Stay Active Against Mosquitoes This Summer

July 22, 2015

forest Path“Above average rainfall” has hit many parts of the US this summer, leaving health officials concerned that it’s going to be another year with lost of West Nile Virus outbreaks.

As much as a cool summer evening is the perfect time to enjoy the outdoors, beware mosquitoes. That means places they breed, times they come out to feed, and what a bite could mean.

Prevention: Get Rid Of Breeding Grounds

Water pools—especially when it rains a lot and the ground is saturated. Head outside after a rain to see where water is hanging around. A wheel barrow? A small indent? A playground, patio furniture, or other cool yard object? Move them into a shed, drain them, fill in the hole. Get rid of all the still water where mosquitoes can lay their eggs (some mosquitoes hatch in as little as 24 hours, so don’t count on being available everytime it rains to clear things off!).

Then there’s water features: pools, fountains, bird baths, dog bowls. Proper maintenance is all you need. Properly chlorinated pools (with salt even), running fountains with clean water, and clean, fresh dog (and cat) bowls and bird baths. When you’re watering your garden, just use the hose to freshen the water, and empty fountains if you’ll be gone for an extended period.

For dog bowls and bird baths, consider adding a spritz of colloidal silver to help keep water fresh, and to support your animal’s immune systems. Lyme disease, bird flu, and so much more is going around this summer.

Vigilance: Watch For Mosquitoes

Mosquitoes are most active at dusk and dawn. Usually experts advise to stay indoors at those times, but who wants to miss a summer sunset? Instead, wear bug spray, light citronella candles, wear long sleeves and pants (try linens if it’s hot), and adjust your plans if that doesn’t keep the buggers away.

Your body chemistry, including your blood type and what you eat, can make you either delicious or repellant to mosquitoes, so environmental changes may only go so far.

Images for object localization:
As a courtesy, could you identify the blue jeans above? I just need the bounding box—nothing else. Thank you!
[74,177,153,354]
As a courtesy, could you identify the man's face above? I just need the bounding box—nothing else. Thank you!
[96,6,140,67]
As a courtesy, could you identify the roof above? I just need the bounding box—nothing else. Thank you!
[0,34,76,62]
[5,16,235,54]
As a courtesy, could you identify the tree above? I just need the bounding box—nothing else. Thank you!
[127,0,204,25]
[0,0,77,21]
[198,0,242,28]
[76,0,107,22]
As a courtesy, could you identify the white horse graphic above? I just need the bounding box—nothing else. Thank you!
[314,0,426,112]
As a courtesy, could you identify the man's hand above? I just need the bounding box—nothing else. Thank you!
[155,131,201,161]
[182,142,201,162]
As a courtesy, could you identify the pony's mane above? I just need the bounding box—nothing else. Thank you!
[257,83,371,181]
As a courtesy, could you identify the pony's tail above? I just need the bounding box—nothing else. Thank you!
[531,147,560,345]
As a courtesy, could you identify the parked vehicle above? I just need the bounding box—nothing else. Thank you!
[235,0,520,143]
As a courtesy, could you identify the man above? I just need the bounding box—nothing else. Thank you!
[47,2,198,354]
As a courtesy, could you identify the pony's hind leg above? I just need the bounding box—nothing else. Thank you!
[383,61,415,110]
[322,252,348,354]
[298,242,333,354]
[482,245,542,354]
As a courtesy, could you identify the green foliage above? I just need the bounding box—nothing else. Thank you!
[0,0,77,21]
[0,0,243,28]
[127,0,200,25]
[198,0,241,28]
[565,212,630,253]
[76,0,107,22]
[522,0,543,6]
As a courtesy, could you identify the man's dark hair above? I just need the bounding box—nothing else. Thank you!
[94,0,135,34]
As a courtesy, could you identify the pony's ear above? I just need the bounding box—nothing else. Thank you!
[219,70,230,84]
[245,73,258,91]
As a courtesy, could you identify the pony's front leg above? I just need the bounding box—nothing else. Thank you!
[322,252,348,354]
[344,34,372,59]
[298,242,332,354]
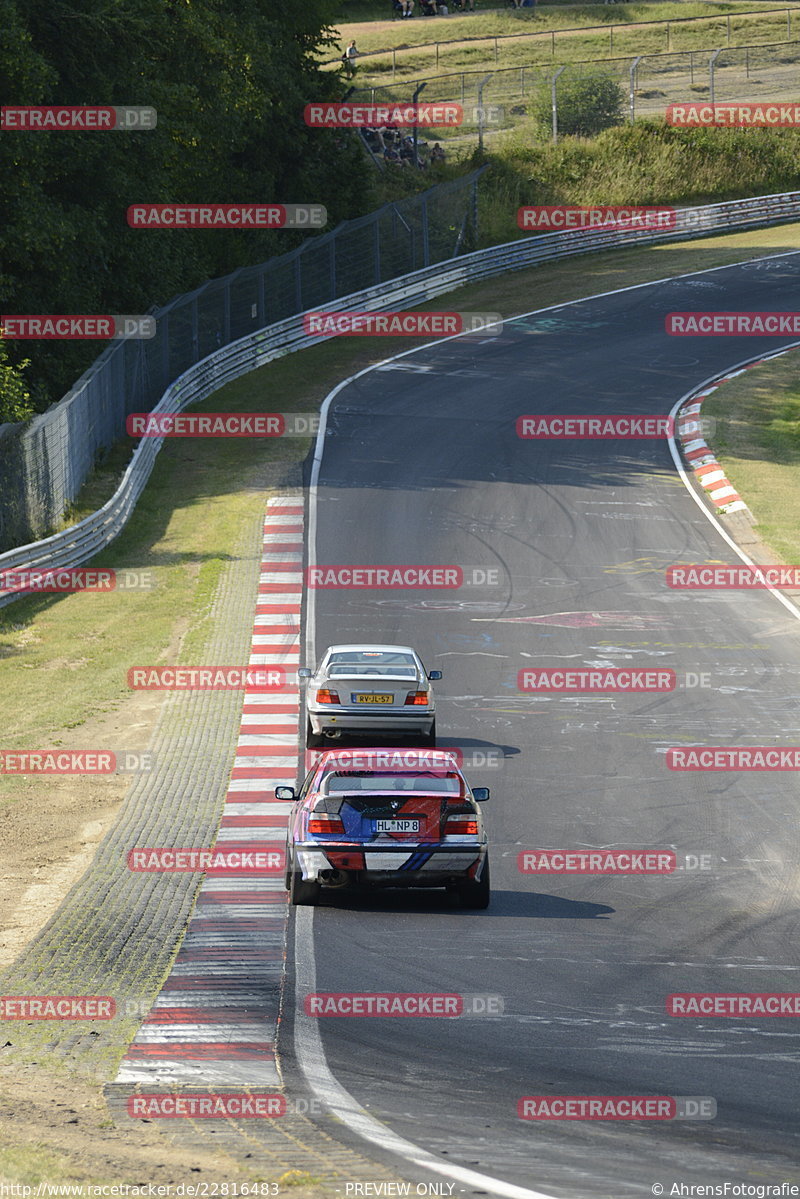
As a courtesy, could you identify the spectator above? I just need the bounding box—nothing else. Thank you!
[342,38,359,79]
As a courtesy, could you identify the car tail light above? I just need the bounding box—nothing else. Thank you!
[445,812,477,837]
[308,812,344,833]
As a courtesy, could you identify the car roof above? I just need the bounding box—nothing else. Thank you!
[324,643,417,656]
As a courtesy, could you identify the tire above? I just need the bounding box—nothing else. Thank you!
[306,717,325,749]
[458,857,492,911]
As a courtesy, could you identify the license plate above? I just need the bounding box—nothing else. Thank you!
[375,819,420,832]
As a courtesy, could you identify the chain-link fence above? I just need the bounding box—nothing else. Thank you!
[0,170,481,550]
[351,41,800,147]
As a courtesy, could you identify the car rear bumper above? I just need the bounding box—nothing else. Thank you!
[308,707,435,736]
[294,839,488,887]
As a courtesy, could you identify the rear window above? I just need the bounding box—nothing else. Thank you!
[327,650,416,679]
[323,770,462,795]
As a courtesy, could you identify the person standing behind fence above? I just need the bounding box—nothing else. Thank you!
[342,38,359,79]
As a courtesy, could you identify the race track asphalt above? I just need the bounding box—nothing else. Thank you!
[283,255,800,1199]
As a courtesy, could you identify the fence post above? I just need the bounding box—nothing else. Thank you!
[258,269,266,325]
[158,312,169,391]
[294,251,302,312]
[628,54,642,125]
[477,72,493,153]
[551,64,566,145]
[420,194,431,266]
[709,47,722,107]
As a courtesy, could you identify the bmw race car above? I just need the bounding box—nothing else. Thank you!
[275,748,491,908]
[297,645,441,748]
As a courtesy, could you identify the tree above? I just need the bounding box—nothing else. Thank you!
[0,0,374,409]
[0,342,34,424]
[533,67,625,138]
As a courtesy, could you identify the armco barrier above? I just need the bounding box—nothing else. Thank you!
[0,192,800,607]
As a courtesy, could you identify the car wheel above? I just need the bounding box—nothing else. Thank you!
[289,870,323,908]
[458,857,492,909]
[306,717,325,749]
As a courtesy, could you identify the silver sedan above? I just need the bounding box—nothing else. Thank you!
[297,645,441,749]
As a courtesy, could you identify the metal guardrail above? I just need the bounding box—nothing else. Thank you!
[0,192,800,607]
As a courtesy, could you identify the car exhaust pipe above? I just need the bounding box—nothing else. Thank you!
[319,870,350,887]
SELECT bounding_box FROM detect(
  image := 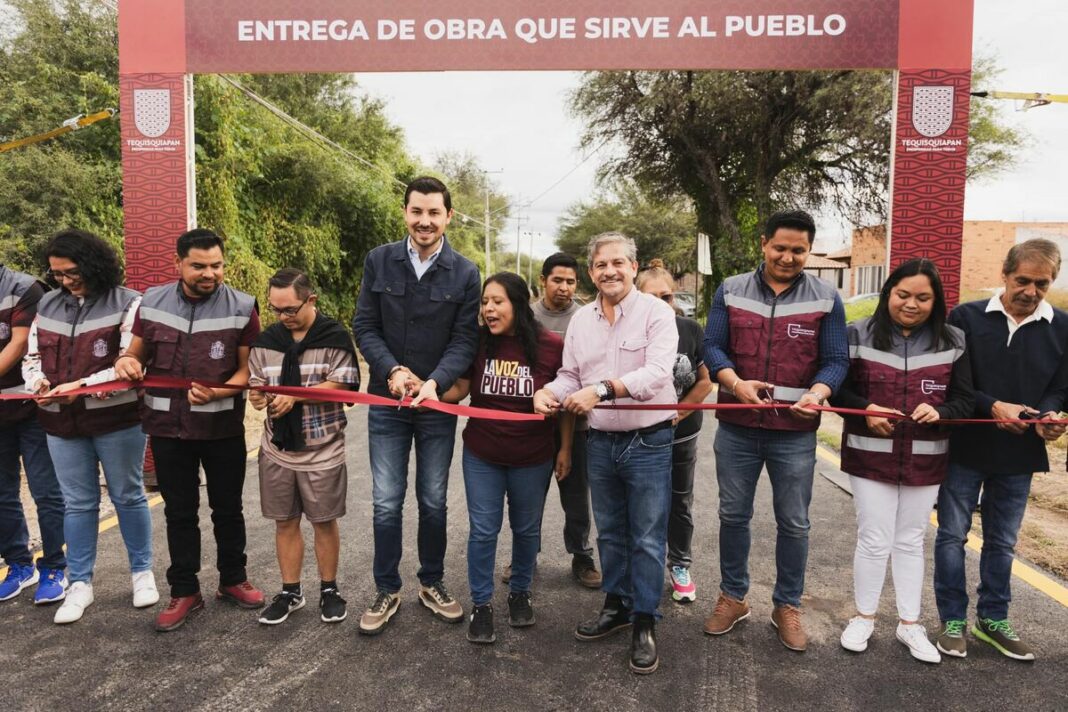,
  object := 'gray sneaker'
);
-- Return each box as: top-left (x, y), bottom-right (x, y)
top-left (419, 581), bottom-right (464, 623)
top-left (935, 620), bottom-right (968, 658)
top-left (360, 591), bottom-right (401, 635)
top-left (972, 618), bottom-right (1035, 661)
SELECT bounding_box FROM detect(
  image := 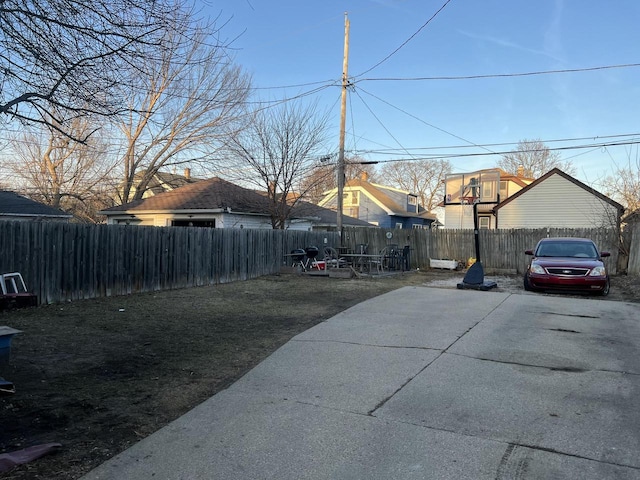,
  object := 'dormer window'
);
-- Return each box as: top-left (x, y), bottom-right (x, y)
top-left (342, 191), bottom-right (360, 207)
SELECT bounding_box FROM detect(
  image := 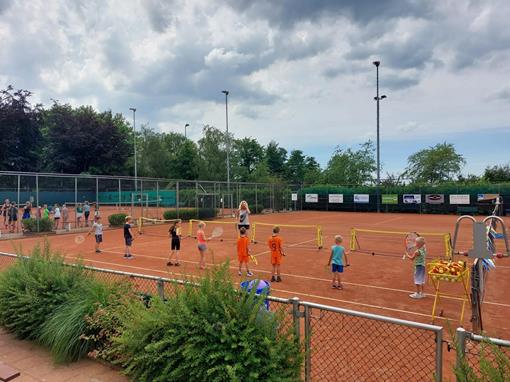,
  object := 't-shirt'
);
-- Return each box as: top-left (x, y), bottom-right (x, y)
top-left (237, 236), bottom-right (250, 257)
top-left (124, 223), bottom-right (133, 239)
top-left (331, 244), bottom-right (345, 265)
top-left (92, 222), bottom-right (103, 235)
top-left (239, 210), bottom-right (250, 225)
top-left (267, 236), bottom-right (282, 255)
top-left (414, 247), bottom-right (427, 267)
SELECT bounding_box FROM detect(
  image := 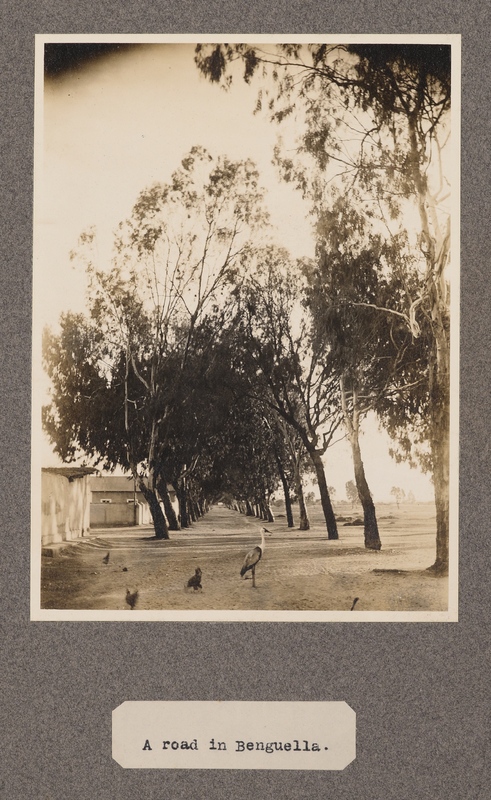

What to do:
a - List every water feature that the article on mosquitoes names.
b - From the article on mosquitoes, quote the passage from "Prevention: Get Rid" up to and including "clear things off!).".
c - According to the article on mosquitoes, why may environmental changes only go so far in protecting a person?

Written responses:
a - Pools, fountains, bird baths, and dog bowls.

b -
Prevention: Get Rid Of Breeding Grounds

Water pools—especially when it rains a lot and the ground is saturated. Head outside after a rain to see where water is hanging around. A wheel barrow? A small indent? A playground, patio furniture, or other cool yard object? Move them into a shed, drain them, fill in the hole. Get rid of all the still water where mosquitoes can lay their eggs (some mosquitoes hatch in as little as 24 hours, so don’t count on being available everytime it rains to clear things off!).

c - A person's body chemistry, including blood type and diet, can make that person either delicious or repellent to mosquitoes.